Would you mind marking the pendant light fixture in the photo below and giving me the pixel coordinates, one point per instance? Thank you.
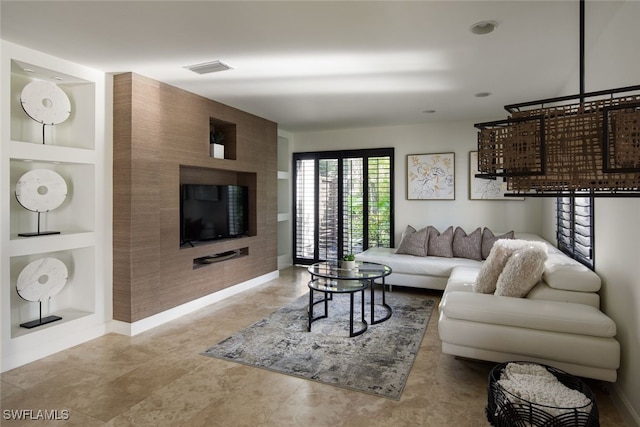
(579, 145)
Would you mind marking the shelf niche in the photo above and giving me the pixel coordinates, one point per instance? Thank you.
(228, 132)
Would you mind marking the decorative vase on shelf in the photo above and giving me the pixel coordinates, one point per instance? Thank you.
(216, 150)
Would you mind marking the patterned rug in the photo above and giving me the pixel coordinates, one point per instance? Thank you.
(377, 362)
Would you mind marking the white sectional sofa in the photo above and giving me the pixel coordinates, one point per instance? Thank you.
(557, 323)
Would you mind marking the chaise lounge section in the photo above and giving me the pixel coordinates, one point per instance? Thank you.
(556, 320)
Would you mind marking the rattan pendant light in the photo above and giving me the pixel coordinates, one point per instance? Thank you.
(584, 144)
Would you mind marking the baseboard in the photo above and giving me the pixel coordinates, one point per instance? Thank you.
(623, 405)
(131, 329)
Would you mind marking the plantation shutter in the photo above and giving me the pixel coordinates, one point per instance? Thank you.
(343, 203)
(575, 228)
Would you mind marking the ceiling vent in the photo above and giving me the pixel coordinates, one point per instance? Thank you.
(208, 67)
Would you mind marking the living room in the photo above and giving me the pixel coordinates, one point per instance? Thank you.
(610, 63)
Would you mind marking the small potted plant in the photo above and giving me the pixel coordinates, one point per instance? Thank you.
(215, 144)
(348, 262)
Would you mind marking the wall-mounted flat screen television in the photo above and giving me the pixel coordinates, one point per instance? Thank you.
(211, 212)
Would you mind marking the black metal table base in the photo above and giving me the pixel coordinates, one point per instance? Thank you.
(328, 296)
(384, 304)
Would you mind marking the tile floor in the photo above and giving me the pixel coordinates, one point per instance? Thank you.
(158, 378)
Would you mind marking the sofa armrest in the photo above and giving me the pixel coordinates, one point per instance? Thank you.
(551, 316)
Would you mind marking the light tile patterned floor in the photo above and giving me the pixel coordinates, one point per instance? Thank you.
(158, 378)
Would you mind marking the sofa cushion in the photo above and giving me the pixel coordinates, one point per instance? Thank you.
(467, 245)
(488, 239)
(411, 265)
(492, 267)
(497, 260)
(521, 273)
(414, 242)
(440, 244)
(553, 316)
(564, 273)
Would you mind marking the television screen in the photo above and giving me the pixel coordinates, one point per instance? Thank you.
(210, 212)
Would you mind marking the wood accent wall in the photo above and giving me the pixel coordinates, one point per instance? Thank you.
(161, 136)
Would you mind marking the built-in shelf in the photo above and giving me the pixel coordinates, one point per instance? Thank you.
(284, 200)
(75, 150)
(224, 134)
(208, 260)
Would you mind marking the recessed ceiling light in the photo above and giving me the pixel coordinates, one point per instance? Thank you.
(208, 67)
(483, 27)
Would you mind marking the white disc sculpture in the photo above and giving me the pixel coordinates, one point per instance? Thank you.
(40, 190)
(39, 281)
(45, 102)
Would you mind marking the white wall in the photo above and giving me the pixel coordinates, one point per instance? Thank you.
(457, 137)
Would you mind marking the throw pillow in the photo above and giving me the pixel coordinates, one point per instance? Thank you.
(440, 244)
(467, 246)
(488, 239)
(497, 260)
(521, 273)
(414, 242)
(492, 267)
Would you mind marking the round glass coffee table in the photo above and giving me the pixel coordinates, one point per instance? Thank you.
(329, 278)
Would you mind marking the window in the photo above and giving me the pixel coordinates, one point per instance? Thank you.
(343, 203)
(575, 228)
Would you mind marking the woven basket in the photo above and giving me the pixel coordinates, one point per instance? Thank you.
(503, 411)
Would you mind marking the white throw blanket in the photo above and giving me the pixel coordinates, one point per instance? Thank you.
(535, 384)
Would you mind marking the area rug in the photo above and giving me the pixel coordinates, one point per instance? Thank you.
(377, 362)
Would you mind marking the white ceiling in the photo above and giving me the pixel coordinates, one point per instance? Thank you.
(312, 65)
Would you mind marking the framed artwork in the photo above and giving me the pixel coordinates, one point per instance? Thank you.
(485, 189)
(431, 176)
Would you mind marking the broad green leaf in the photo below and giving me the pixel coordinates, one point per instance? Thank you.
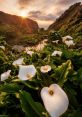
(27, 101)
(64, 70)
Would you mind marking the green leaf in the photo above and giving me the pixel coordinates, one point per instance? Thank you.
(64, 70)
(29, 106)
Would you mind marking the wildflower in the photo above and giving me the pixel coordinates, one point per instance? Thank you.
(30, 52)
(69, 43)
(45, 69)
(57, 53)
(18, 62)
(55, 100)
(67, 38)
(5, 75)
(26, 72)
(2, 47)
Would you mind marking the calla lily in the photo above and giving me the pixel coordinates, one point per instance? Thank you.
(45, 69)
(56, 41)
(26, 72)
(18, 62)
(66, 38)
(2, 47)
(5, 75)
(57, 53)
(30, 53)
(55, 100)
(69, 43)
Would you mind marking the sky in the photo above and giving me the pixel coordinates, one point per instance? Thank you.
(44, 12)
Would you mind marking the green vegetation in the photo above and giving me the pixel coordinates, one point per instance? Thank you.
(22, 98)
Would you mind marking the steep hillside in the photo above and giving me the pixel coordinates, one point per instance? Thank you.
(14, 28)
(27, 25)
(70, 22)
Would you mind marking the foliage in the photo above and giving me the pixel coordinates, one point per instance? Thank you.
(22, 98)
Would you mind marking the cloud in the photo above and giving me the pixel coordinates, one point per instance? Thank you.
(38, 15)
(24, 3)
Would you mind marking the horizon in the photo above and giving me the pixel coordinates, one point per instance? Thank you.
(32, 10)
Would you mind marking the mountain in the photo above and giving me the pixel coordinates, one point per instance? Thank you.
(27, 25)
(70, 22)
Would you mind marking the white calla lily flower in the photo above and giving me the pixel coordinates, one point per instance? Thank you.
(69, 43)
(45, 69)
(2, 47)
(57, 53)
(18, 62)
(67, 38)
(5, 75)
(30, 52)
(26, 72)
(55, 42)
(55, 100)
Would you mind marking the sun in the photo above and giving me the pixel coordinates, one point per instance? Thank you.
(23, 14)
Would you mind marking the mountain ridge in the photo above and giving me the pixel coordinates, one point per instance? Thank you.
(70, 22)
(29, 25)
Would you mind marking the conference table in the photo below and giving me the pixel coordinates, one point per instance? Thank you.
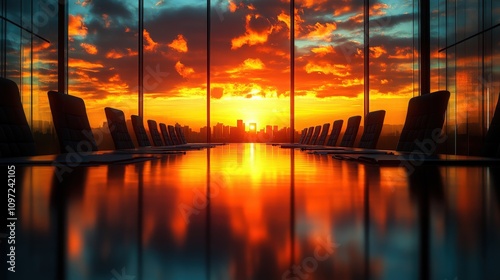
(254, 211)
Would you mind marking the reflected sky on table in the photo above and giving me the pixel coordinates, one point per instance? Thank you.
(254, 211)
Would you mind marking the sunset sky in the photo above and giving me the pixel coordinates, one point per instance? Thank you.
(250, 60)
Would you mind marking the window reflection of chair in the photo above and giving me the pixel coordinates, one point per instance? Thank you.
(140, 131)
(315, 136)
(374, 122)
(424, 121)
(351, 132)
(334, 135)
(71, 123)
(15, 134)
(425, 115)
(118, 129)
(324, 133)
(166, 135)
(155, 134)
(121, 137)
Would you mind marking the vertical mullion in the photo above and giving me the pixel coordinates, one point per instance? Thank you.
(366, 56)
(140, 52)
(292, 71)
(209, 25)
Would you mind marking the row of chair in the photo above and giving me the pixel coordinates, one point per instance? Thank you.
(73, 128)
(315, 138)
(425, 115)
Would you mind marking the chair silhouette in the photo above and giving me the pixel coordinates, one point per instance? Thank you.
(334, 135)
(166, 136)
(314, 138)
(491, 142)
(351, 132)
(173, 135)
(425, 115)
(302, 136)
(180, 135)
(374, 121)
(71, 123)
(308, 135)
(140, 131)
(155, 134)
(15, 134)
(118, 129)
(324, 133)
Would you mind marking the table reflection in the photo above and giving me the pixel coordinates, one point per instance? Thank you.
(253, 211)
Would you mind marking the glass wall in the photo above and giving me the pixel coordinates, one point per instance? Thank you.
(175, 64)
(465, 53)
(103, 58)
(250, 64)
(329, 62)
(28, 48)
(393, 64)
(250, 70)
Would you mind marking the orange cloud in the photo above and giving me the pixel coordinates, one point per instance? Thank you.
(327, 68)
(179, 44)
(322, 31)
(114, 54)
(378, 9)
(248, 64)
(107, 20)
(323, 50)
(232, 6)
(403, 53)
(184, 71)
(377, 52)
(89, 48)
(84, 65)
(150, 45)
(284, 17)
(252, 36)
(76, 26)
(311, 3)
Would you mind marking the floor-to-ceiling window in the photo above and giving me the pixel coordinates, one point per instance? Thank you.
(392, 64)
(466, 62)
(175, 64)
(28, 55)
(250, 70)
(329, 62)
(103, 57)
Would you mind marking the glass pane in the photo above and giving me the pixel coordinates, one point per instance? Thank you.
(250, 71)
(329, 62)
(391, 65)
(103, 58)
(175, 59)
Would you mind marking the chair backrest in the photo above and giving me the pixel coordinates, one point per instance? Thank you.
(15, 134)
(425, 115)
(324, 133)
(155, 134)
(334, 135)
(71, 123)
(351, 132)
(314, 138)
(374, 121)
(140, 131)
(303, 136)
(491, 144)
(180, 134)
(166, 136)
(118, 128)
(173, 135)
(309, 135)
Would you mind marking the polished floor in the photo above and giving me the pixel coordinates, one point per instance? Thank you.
(254, 211)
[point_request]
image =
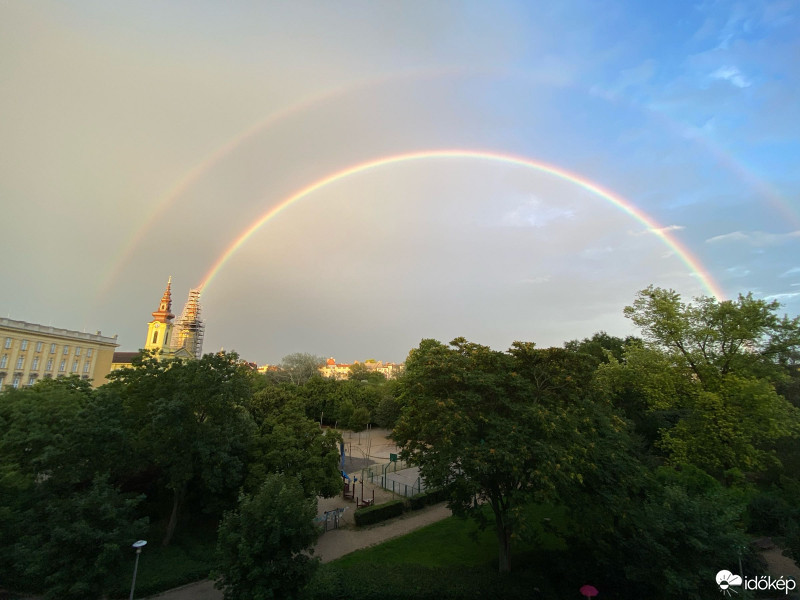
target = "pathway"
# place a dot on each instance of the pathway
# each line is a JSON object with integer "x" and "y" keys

● Task objective
The lines to copy run from the line containing "Would you mind marking the glass pane" through the end of the data above; copy exactly those, minus the pictures.

● Response to the exercise
Would you mind marking the glass pane in the photo above and giving me the pixel coordinates, one point per instance? Thank you.
(250, 71)
(329, 62)
(391, 65)
(103, 58)
(175, 59)
Would you mind marking the chair backrest in the photo above and giving me the pixel coordinates, one point per instance? Thank you.
(15, 134)
(425, 115)
(324, 133)
(155, 134)
(334, 135)
(71, 123)
(351, 132)
(314, 138)
(374, 121)
(140, 131)
(303, 136)
(491, 144)
(180, 134)
(166, 136)
(118, 128)
(173, 135)
(309, 135)
Would you mind marking the polished floor in the photo above and giving me the pixel coordinates, one point per instance? Thank you.
(254, 211)
[point_request]
image =
target = "pathway"
# place a dot on each instance of the pathway
# each line is a JSON object with integer "x" and "y" keys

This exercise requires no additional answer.